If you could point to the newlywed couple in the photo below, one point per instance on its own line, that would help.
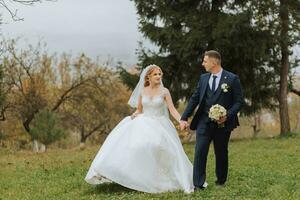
(143, 152)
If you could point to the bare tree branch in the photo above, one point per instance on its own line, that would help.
(13, 13)
(297, 92)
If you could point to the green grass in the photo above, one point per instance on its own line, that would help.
(259, 169)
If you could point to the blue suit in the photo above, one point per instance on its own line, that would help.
(207, 130)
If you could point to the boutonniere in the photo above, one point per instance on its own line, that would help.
(225, 87)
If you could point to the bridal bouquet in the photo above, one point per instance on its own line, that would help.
(216, 112)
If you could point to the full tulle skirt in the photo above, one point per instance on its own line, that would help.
(143, 154)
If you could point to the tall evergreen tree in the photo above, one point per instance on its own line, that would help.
(184, 30)
(281, 19)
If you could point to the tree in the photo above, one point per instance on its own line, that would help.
(98, 105)
(184, 30)
(46, 127)
(285, 33)
(32, 75)
(6, 5)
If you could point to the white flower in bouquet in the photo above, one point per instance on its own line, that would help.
(216, 112)
(225, 87)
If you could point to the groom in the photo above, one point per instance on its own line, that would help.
(216, 87)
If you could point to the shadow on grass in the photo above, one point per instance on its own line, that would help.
(109, 188)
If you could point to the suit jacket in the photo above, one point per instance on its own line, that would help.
(232, 100)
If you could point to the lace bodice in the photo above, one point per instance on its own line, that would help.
(154, 106)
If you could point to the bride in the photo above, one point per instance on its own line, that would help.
(143, 152)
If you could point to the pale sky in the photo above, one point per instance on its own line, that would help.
(105, 28)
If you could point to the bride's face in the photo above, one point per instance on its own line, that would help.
(156, 76)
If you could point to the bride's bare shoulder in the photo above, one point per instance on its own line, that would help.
(165, 91)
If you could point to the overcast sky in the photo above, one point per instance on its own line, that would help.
(105, 28)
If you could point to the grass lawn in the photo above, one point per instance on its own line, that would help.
(258, 169)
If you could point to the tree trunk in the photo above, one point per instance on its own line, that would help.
(256, 124)
(283, 90)
(35, 146)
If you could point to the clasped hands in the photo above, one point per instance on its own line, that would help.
(184, 124)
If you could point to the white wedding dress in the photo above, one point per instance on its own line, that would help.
(144, 153)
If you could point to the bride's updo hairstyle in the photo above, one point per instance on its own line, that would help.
(149, 72)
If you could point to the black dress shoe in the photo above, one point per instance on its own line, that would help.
(219, 183)
(199, 188)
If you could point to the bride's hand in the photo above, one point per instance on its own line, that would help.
(134, 115)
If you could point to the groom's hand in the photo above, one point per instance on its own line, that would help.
(183, 125)
(222, 120)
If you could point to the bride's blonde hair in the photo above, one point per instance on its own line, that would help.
(149, 72)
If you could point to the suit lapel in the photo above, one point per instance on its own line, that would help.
(219, 89)
(204, 86)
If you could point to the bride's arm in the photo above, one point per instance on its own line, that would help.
(171, 106)
(139, 108)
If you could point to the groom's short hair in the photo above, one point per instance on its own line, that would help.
(213, 54)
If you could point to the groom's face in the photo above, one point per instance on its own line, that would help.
(208, 63)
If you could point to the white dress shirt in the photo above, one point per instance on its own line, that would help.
(219, 74)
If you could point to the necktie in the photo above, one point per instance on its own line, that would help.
(213, 88)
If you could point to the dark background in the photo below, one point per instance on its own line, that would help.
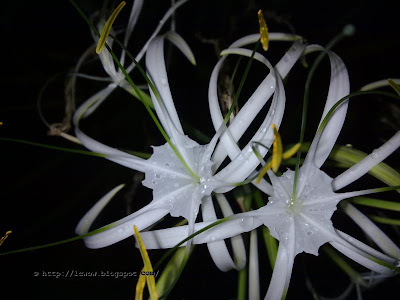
(44, 192)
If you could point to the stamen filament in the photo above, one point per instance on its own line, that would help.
(263, 30)
(107, 28)
(5, 237)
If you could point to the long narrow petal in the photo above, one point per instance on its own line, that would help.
(237, 171)
(155, 64)
(164, 19)
(181, 44)
(366, 164)
(218, 249)
(254, 278)
(279, 275)
(322, 144)
(124, 230)
(88, 219)
(373, 231)
(362, 260)
(168, 238)
(113, 154)
(254, 104)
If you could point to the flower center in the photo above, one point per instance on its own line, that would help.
(300, 221)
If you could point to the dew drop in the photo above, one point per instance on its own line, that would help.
(286, 58)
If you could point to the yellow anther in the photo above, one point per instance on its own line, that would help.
(107, 27)
(151, 283)
(263, 30)
(5, 237)
(140, 286)
(277, 155)
(276, 150)
(292, 151)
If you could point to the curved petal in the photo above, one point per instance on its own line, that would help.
(168, 238)
(254, 278)
(123, 230)
(279, 275)
(245, 162)
(88, 219)
(323, 143)
(373, 231)
(362, 260)
(164, 19)
(367, 163)
(218, 250)
(113, 154)
(254, 104)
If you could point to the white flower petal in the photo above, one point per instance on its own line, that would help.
(364, 248)
(168, 238)
(279, 275)
(88, 219)
(86, 108)
(115, 155)
(218, 250)
(164, 19)
(362, 260)
(125, 229)
(252, 107)
(339, 87)
(367, 163)
(373, 231)
(254, 278)
(181, 44)
(156, 69)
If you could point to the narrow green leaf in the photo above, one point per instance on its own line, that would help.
(73, 239)
(371, 202)
(270, 242)
(350, 156)
(343, 265)
(384, 220)
(242, 284)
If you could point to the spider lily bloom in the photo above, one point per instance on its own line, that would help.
(181, 185)
(301, 220)
(115, 75)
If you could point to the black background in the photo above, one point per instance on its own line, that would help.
(44, 193)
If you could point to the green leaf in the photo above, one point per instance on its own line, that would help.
(349, 156)
(371, 202)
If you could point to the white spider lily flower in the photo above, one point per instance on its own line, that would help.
(115, 75)
(175, 190)
(302, 222)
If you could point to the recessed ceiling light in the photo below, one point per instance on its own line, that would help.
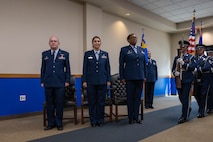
(127, 14)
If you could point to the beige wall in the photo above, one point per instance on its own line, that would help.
(207, 39)
(26, 26)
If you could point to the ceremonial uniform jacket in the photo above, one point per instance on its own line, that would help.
(96, 72)
(54, 73)
(152, 71)
(187, 68)
(132, 66)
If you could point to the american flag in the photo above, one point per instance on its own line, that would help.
(191, 48)
(201, 38)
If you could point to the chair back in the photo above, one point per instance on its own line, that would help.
(70, 90)
(119, 89)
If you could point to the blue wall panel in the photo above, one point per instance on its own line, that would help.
(12, 88)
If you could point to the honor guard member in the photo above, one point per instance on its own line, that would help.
(202, 79)
(176, 69)
(132, 70)
(186, 64)
(152, 77)
(55, 76)
(96, 78)
(209, 109)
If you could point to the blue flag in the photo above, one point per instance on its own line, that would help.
(201, 38)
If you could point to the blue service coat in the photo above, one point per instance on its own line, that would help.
(187, 68)
(55, 73)
(132, 66)
(96, 72)
(152, 71)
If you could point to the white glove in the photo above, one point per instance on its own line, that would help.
(180, 60)
(195, 70)
(177, 73)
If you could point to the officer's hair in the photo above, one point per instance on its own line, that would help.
(95, 37)
(128, 37)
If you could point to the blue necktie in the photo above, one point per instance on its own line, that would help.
(97, 55)
(53, 55)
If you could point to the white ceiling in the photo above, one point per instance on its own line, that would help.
(164, 15)
(177, 10)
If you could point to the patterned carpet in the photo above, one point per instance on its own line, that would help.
(154, 122)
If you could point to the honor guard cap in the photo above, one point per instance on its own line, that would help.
(209, 48)
(183, 43)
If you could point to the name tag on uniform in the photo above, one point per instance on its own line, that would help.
(129, 52)
(104, 56)
(61, 57)
(46, 58)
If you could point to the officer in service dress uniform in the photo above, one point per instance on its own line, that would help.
(55, 76)
(186, 63)
(210, 93)
(132, 70)
(152, 77)
(202, 79)
(96, 78)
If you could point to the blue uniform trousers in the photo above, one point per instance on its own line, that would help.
(200, 92)
(134, 89)
(55, 103)
(184, 96)
(149, 93)
(96, 97)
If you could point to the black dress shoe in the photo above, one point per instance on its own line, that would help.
(138, 121)
(48, 128)
(200, 115)
(209, 111)
(100, 125)
(131, 122)
(60, 128)
(151, 107)
(181, 120)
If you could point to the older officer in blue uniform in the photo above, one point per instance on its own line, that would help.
(132, 70)
(202, 79)
(96, 78)
(55, 76)
(210, 94)
(186, 63)
(152, 77)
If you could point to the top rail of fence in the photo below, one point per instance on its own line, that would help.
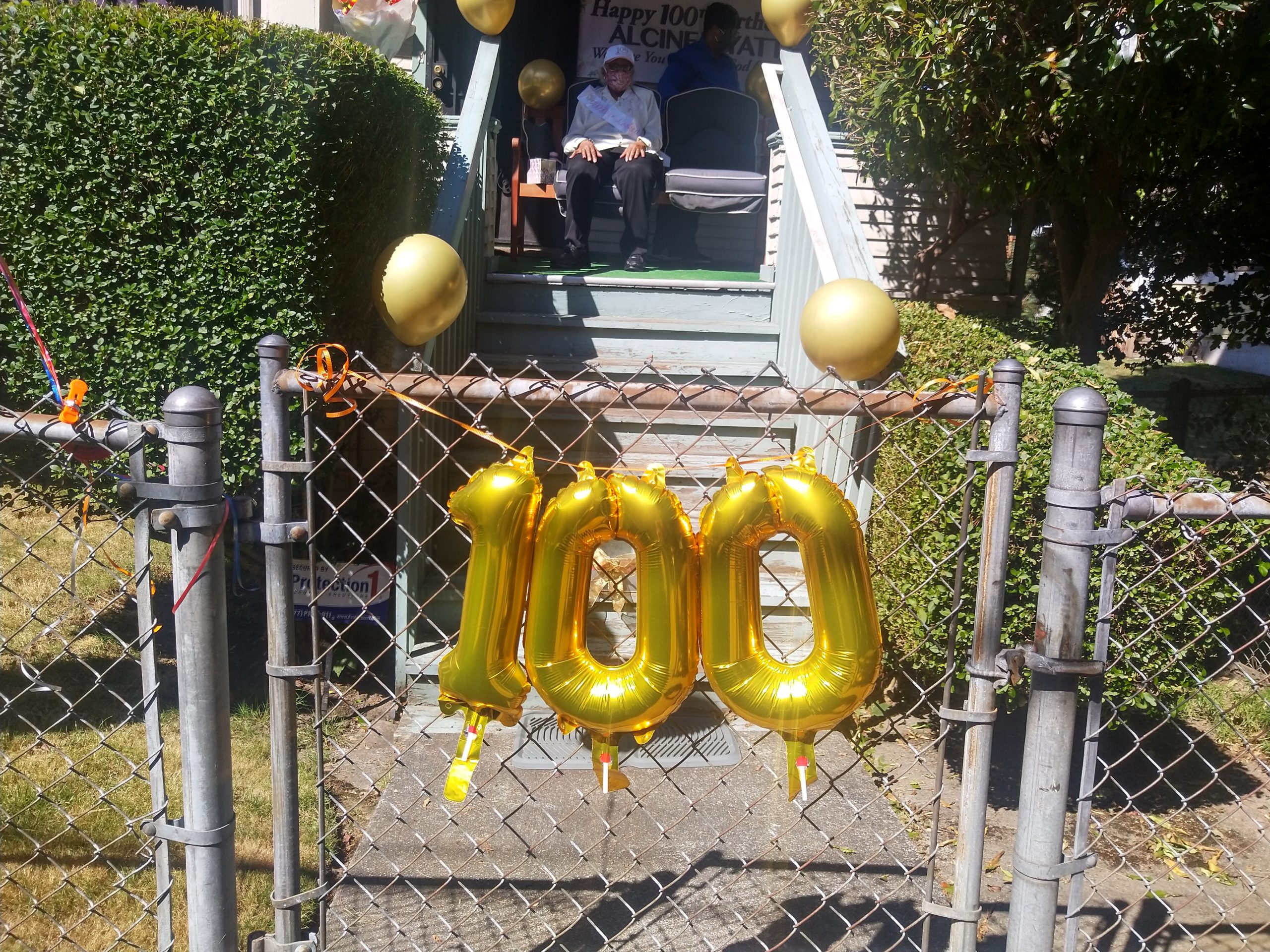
(111, 433)
(1143, 506)
(651, 395)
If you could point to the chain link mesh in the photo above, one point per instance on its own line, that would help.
(1179, 804)
(688, 857)
(76, 873)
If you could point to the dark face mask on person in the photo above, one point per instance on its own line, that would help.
(619, 78)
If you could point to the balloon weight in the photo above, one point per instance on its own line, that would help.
(850, 325)
(541, 84)
(420, 287)
(789, 21)
(489, 17)
(756, 85)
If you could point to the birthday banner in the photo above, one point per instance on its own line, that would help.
(656, 31)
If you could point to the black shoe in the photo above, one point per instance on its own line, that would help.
(572, 259)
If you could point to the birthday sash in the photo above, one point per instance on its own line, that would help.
(610, 112)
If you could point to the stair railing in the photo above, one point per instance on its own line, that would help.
(465, 219)
(820, 240)
(466, 203)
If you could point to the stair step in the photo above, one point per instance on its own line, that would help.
(624, 345)
(591, 298)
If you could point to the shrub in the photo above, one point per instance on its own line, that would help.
(1144, 670)
(177, 186)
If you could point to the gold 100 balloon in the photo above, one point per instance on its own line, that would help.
(699, 602)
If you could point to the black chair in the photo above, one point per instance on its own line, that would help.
(711, 139)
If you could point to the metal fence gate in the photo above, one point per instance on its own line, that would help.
(704, 849)
(1155, 701)
(84, 849)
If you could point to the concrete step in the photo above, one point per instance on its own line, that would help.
(627, 345)
(726, 301)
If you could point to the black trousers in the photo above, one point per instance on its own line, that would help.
(636, 183)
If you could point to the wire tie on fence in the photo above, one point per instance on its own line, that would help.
(1086, 538)
(177, 832)
(202, 565)
(962, 916)
(965, 716)
(239, 588)
(293, 670)
(1053, 871)
(300, 898)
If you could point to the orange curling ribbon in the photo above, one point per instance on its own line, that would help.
(73, 402)
(330, 381)
(947, 385)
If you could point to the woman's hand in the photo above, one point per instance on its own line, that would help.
(635, 150)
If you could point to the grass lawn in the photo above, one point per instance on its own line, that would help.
(74, 785)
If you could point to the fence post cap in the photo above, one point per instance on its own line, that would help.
(1081, 407)
(192, 407)
(273, 346)
(1009, 371)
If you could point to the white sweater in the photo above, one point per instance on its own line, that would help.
(636, 102)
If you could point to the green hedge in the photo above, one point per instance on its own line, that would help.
(1147, 670)
(177, 184)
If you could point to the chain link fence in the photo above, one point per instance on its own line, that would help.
(80, 734)
(704, 849)
(1174, 796)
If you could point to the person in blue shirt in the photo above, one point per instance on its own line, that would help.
(699, 65)
(705, 62)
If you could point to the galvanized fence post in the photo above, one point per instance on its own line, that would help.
(1072, 503)
(146, 630)
(278, 534)
(981, 705)
(192, 429)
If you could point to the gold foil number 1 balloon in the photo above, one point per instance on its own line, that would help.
(635, 696)
(816, 694)
(482, 676)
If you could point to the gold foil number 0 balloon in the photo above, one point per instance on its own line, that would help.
(795, 700)
(482, 676)
(636, 696)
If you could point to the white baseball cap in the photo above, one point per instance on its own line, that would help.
(619, 53)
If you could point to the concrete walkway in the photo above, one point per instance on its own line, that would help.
(694, 858)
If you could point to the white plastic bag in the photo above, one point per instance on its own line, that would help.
(384, 24)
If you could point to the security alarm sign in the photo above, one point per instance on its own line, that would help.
(359, 593)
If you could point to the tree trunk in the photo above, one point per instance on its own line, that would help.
(1089, 239)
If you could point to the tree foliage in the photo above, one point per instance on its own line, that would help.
(1098, 112)
(178, 184)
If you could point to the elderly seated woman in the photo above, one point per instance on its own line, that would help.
(614, 141)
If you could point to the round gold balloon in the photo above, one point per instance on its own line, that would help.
(421, 286)
(850, 325)
(541, 84)
(797, 700)
(488, 16)
(638, 695)
(756, 87)
(789, 21)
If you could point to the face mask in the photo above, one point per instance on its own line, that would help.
(619, 82)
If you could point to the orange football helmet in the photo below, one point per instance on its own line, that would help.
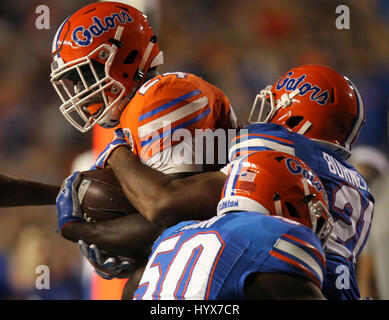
========================================================================
__ASSIGNED TASK__: The lines from the one that contains "If you could point to the elderly" through the end of the data, repeated exactly and with no pictures, make up the whole answer.

__TASK SOLUTION__:
If you could point to the elderly seated woman in the photo above, one point per instance on its own line, that would help.
(614, 141)
If you could point to the round gold balloon in the photo above, one point per instance on its own line, that would help.
(421, 286)
(850, 325)
(541, 84)
(797, 700)
(488, 16)
(638, 695)
(756, 87)
(789, 21)
If you could point to the face mask in the photo above, one point per instance on its own line, that would help.
(619, 82)
If you could point to the orange football helmet in the photo below, one point per instance on its own line, that would help.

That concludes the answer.